* _Supplied records_
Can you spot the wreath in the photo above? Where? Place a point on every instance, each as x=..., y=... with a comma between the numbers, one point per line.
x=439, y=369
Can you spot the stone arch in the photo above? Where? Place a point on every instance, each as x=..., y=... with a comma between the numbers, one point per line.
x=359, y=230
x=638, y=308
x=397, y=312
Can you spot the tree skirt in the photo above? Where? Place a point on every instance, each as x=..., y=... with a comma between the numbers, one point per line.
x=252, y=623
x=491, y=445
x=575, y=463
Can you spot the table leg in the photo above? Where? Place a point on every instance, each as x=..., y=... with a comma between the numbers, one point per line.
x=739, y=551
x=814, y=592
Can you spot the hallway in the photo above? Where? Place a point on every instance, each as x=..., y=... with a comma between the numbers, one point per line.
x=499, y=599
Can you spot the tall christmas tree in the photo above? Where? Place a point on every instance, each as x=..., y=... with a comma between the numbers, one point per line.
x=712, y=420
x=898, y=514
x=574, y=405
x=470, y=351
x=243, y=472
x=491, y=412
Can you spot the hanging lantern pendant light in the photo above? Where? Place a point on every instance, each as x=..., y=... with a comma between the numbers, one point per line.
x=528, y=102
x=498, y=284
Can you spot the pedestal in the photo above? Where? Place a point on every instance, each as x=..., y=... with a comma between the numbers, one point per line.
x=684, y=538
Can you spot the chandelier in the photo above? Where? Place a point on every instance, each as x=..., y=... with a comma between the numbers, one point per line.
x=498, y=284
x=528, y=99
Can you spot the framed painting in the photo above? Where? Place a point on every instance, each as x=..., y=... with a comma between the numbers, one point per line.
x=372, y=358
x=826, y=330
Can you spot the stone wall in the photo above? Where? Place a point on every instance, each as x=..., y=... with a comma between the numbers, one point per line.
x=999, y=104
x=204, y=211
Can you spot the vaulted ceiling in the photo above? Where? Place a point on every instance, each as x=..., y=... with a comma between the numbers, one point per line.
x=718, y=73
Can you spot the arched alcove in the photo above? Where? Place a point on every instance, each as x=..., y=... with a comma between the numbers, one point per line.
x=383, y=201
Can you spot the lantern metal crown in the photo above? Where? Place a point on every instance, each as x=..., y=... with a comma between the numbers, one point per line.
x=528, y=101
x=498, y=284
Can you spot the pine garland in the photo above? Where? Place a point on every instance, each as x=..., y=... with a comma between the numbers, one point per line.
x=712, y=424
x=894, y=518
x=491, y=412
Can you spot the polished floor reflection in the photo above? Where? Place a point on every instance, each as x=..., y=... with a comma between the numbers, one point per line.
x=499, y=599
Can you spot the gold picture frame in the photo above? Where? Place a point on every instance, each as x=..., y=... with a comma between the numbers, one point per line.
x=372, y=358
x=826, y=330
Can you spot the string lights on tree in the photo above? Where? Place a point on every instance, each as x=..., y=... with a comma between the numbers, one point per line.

* _The task_
When you repeat the data, keep each line exactly as given.

* _Response_
Can you spot the wreath in the photo above? Where? Place a point on every instance, each as x=..., y=... with a comma between the numbers, one point per line.
x=439, y=369
Can you spot the stone arch in the photo above? Where? Place a point on every instance, each as x=..., y=... with a comma between the numbers, one point per line.
x=359, y=230
x=638, y=308
x=397, y=312
Can you spot the tree skirt in the photo above? Where? Place a point on every instance, each as x=..., y=... with a comma between the numbers, one point per line.
x=252, y=623
x=491, y=445
x=575, y=463
Can you spot the table leg in the photo above? Where? Place a point on every instance, each as x=..., y=... with a comma between the numbers, one point per line.
x=739, y=551
x=814, y=592
Can you spot the hallway in the photo above? Where? Place a point on every instance, each as x=..., y=... with a comma between the numbers, one point per line.
x=499, y=599
Can you spot the tall christmas tree in the photo above? Where? Place a point on every instance, each as x=..., y=... with a comma between the numbers, one point per line.
x=712, y=420
x=898, y=514
x=574, y=405
x=470, y=351
x=243, y=472
x=491, y=412
Can you spot the hanging lantern pendant light in the photo above? Where? Place a point on every instance, each as x=..., y=... with a comma between the numbers, one point per line.
x=528, y=102
x=498, y=284
Can you spot the pedestal in the photo above? Where? Place a point on every instance, each as x=..., y=... with a comma between the numbers, one point per line.
x=684, y=538
Can you spot the chandelier in the photo above? Where? Place a point on every instance, each as x=..., y=... with a comma between the numbers, one point per line.
x=498, y=284
x=528, y=99
Can you spot the framed painting in the photo above? Where? Place a point on every instance, each as x=..., y=... with a comma between the numbers, one point per line.
x=372, y=358
x=826, y=330
Can you spot the stone wall in the photo above? Where? Place a point on every instance, each as x=..., y=... with a comma between the numbers, one point per line.
x=999, y=104
x=204, y=211
Can you spot the vaulted ceiling in the photo above? Where? Place a point on every instance, each as x=..., y=... with a comma between the numbers, one point per line.
x=718, y=73
Can you spot the arched alcove in the photo above? Where? Place a point on every instance, each as x=..., y=... with a comma between the numbers, one point per line.
x=383, y=201
Can you spot the lantern metal crown in the photo above? Where? Place a point on every instance, each as x=..., y=... with a comma between the numbers, one point per line.
x=528, y=101
x=498, y=284
Can you spot the pine garland in the photo above? Where? Place a point on every instance, each as x=..., y=... with a comma between the numbers, one point per line.
x=712, y=424
x=894, y=518
x=491, y=412
Can you spot the polished floor reflection in the photo above? Where? Place a point on every instance, each as x=..., y=... with a comma between the numbers, one point per line.
x=499, y=599
Can you spot the gold picture frame in the photo above? Where? Place a point on every instance, each as x=..., y=... with a comma between the numbers, one point per line.
x=372, y=358
x=826, y=330
Can you spot the string lights on tree in the photo above? Where? Place a point on every instance, each as x=..., y=... with a comma between the numbers, one point per line.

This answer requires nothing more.